### [Task data]
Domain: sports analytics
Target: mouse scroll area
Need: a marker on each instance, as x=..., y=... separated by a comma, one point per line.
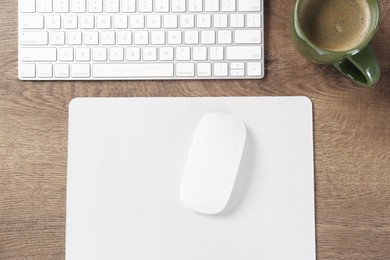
x=213, y=163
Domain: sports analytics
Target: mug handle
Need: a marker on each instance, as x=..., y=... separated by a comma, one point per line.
x=361, y=67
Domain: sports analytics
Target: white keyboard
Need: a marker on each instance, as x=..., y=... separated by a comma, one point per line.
x=140, y=39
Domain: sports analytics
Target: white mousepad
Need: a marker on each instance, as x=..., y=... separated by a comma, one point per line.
x=126, y=158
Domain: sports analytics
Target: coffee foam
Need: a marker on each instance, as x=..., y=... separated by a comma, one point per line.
x=336, y=25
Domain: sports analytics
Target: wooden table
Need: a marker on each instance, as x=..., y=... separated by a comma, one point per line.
x=351, y=133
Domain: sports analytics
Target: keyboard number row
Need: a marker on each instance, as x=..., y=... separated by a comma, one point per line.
x=147, y=6
x=68, y=54
x=83, y=70
x=139, y=21
x=189, y=37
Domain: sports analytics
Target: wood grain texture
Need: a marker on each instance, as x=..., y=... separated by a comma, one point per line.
x=351, y=133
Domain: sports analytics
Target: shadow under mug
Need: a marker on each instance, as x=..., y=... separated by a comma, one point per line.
x=359, y=63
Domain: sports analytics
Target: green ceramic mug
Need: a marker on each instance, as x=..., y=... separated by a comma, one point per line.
x=338, y=32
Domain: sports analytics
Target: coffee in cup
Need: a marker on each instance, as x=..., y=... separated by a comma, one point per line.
x=338, y=32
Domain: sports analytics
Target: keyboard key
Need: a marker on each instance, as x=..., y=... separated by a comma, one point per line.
x=141, y=37
x=61, y=70
x=99, y=54
x=220, y=20
x=224, y=37
x=158, y=37
x=195, y=5
x=228, y=5
x=136, y=70
x=103, y=22
x=237, y=73
x=237, y=66
x=133, y=53
x=203, y=69
x=237, y=20
x=35, y=38
x=207, y=37
x=170, y=21
x=44, y=6
x=249, y=5
x=87, y=21
x=243, y=52
x=149, y=53
x=187, y=21
x=45, y=70
x=120, y=22
x=74, y=38
x=78, y=6
x=27, y=6
x=65, y=54
x=185, y=69
x=203, y=21
x=253, y=20
x=70, y=21
x=166, y=53
x=200, y=53
x=81, y=70
x=128, y=6
x=53, y=22
x=183, y=53
x=32, y=22
x=57, y=38
x=220, y=69
x=116, y=54
x=178, y=6
x=254, y=69
x=27, y=70
x=153, y=21
x=216, y=53
x=174, y=37
x=107, y=37
x=191, y=37
x=112, y=6
x=95, y=6
x=161, y=6
x=61, y=6
x=247, y=36
x=124, y=37
x=137, y=21
x=83, y=54
x=39, y=54
x=211, y=5
x=145, y=6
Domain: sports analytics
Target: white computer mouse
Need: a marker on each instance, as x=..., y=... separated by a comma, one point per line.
x=213, y=163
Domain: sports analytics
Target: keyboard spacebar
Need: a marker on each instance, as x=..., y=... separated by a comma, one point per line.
x=132, y=70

### [Exercise details]
Copy each line in full and exactly, omitting any picture.

### [Written answer]
Domain: sports analytics
Target: mouse scroll area
Need: a marker on each instance, as x=..., y=... separated by a comma, one point per line.
x=213, y=163
Domain: sports analytics
Target: mug handle
Need: a marker on each instance, as x=..., y=... separated by a comma, one point per line.
x=361, y=67
Domain: sports analytics
Target: white keyboard
Need: a marker on each instance, as x=..., y=... separated by a comma, one point per line.
x=140, y=39
Domain: sports analytics
Target: white mousepad
Need: a marker on each instance, as x=..., y=... separated by a comma, one point per line.
x=126, y=158
Domain: sports analytics
Target: coffee foam
Need: a marker on each instance, as x=..., y=... separated by a comma, one point per line.
x=336, y=25
Domain: sports analytics
Target: wooden table
Need: a marker on each instance, as x=..., y=... separated by a comma, one point per line.
x=351, y=133
Domain: sports analytics
Target: keyboard number row
Need: a marker on each instance, as x=..., y=... separated by a comma, one point per line.
x=147, y=6
x=68, y=54
x=83, y=70
x=139, y=21
x=189, y=37
Domain: sports analytics
Target: wood grain texture
Need: a marker on each instance, as x=..., y=... separated by a comma, one point per line.
x=351, y=133
Domain: sports analytics
Target: shadow under mug
Need: a marker on each instance, as x=..., y=... separated by a comma, one point per line.
x=359, y=63
Domain: sports analytics
Target: green ceramic mug
Need: a marker on each instance, as x=..., y=... separated by a comma, one point per line.
x=338, y=32
Domain: sports analytics
Target: coffee in cup
Need: a marker on each instance, as x=..., y=... separated by a comma, one point per line.
x=338, y=32
Domain: sports analytics
Target: keyboard key
Need: a marker on each instance, as x=..., y=... separated by a comma, one point per line.
x=141, y=37
x=61, y=70
x=99, y=54
x=220, y=20
x=224, y=37
x=158, y=37
x=195, y=5
x=228, y=5
x=136, y=70
x=103, y=22
x=237, y=73
x=237, y=66
x=133, y=53
x=203, y=69
x=237, y=20
x=35, y=38
x=207, y=37
x=170, y=21
x=44, y=6
x=249, y=5
x=87, y=21
x=243, y=52
x=149, y=53
x=187, y=21
x=45, y=70
x=120, y=22
x=74, y=38
x=78, y=6
x=27, y=6
x=65, y=54
x=185, y=69
x=203, y=21
x=253, y=20
x=70, y=21
x=166, y=53
x=200, y=53
x=81, y=70
x=128, y=6
x=53, y=22
x=183, y=53
x=32, y=22
x=57, y=38
x=220, y=69
x=116, y=54
x=178, y=6
x=254, y=69
x=27, y=70
x=153, y=21
x=216, y=53
x=174, y=37
x=107, y=37
x=191, y=37
x=112, y=6
x=95, y=6
x=161, y=6
x=61, y=6
x=247, y=36
x=124, y=37
x=137, y=21
x=83, y=54
x=39, y=54
x=211, y=5
x=145, y=6
Domain: sports analytics
Target: white computer mouse
Need: a marker on each instance, as x=..., y=... separated by a comma, one point per line.
x=213, y=163
Domain: sports analytics
Target: keyboard spacebar
Need: a marker on each instance, as x=..., y=... separated by a comma, one point per line.
x=132, y=70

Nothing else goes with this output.